Rewrite every line of the items below as a JSON list of strings, one string per line, leaving out blank lines and the picture.

# start of Dataset entries

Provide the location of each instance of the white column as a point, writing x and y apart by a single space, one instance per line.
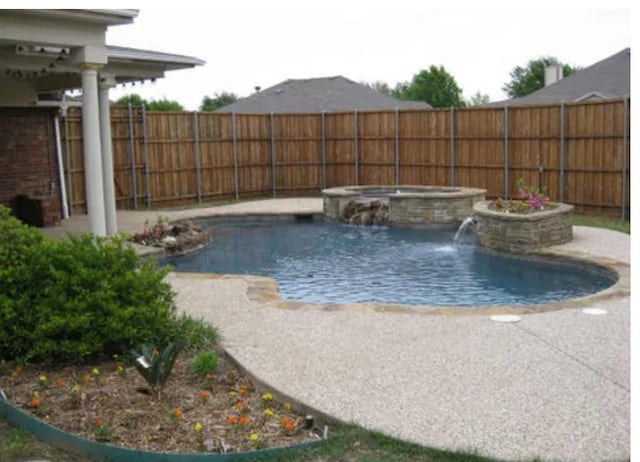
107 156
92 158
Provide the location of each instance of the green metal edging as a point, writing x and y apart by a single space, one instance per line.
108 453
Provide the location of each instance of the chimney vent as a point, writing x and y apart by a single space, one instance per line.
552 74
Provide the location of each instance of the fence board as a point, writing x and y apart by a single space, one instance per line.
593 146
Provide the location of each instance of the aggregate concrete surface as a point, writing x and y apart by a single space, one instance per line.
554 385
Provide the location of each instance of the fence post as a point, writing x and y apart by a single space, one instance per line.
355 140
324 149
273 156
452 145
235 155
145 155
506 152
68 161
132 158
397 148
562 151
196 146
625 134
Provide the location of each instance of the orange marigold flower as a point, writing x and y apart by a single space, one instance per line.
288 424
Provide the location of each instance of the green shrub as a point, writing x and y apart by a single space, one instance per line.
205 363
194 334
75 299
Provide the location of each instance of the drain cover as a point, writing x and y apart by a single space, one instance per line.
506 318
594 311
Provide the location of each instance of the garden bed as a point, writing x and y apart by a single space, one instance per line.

# end of Dataset entries

- [Answer to this problem]
[
  "Provide the location of each instance of the white column as a point, writing x and y apart by a single space, one instance per line.",
  "107 156",
  "92 158",
  "Provide the location of each instance of the green metal edging as a point, writing x and y apart by a single space, one instance per line.",
  "108 453",
  "Provide the location of each instance of the chimney vent as a point, writing x and y apart by a single space, one instance per line.",
  "552 74",
  "Provide the location of each instance of the fence board as a point, writing x and y apart by a single space, one instance per line.",
  "593 146",
  "Provide the location of each instance of the aggregate concrete surface as a point, writing x and y apart by a single space, one instance per line.",
  "554 385",
  "Provide the location of each instance of the fence post as a point, writing x and y apart by a single space, one instance per line.",
  "355 140",
  "324 149",
  "273 156",
  "452 145",
  "235 155",
  "145 155",
  "506 152",
  "68 161",
  "132 158",
  "397 148",
  "562 151",
  "196 146",
  "625 134",
  "Provide the location of each instance of the orange marigold flower as a point, writing x and y apart by a single space, one instance per line.",
  "288 424",
  "Provide the location of each instance of the green shrub as a point, writing x and y apart by a single space, one instance per line.",
  "205 363",
  "194 334",
  "75 299",
  "Provide the location of each instance of the drain cover as a point, writing x and y apart by a single space, one instance per line.",
  "506 318",
  "594 311",
  "Provide the location of each instance of the garden bed as a point, writing x and y apart by a single space, one instance per line."
]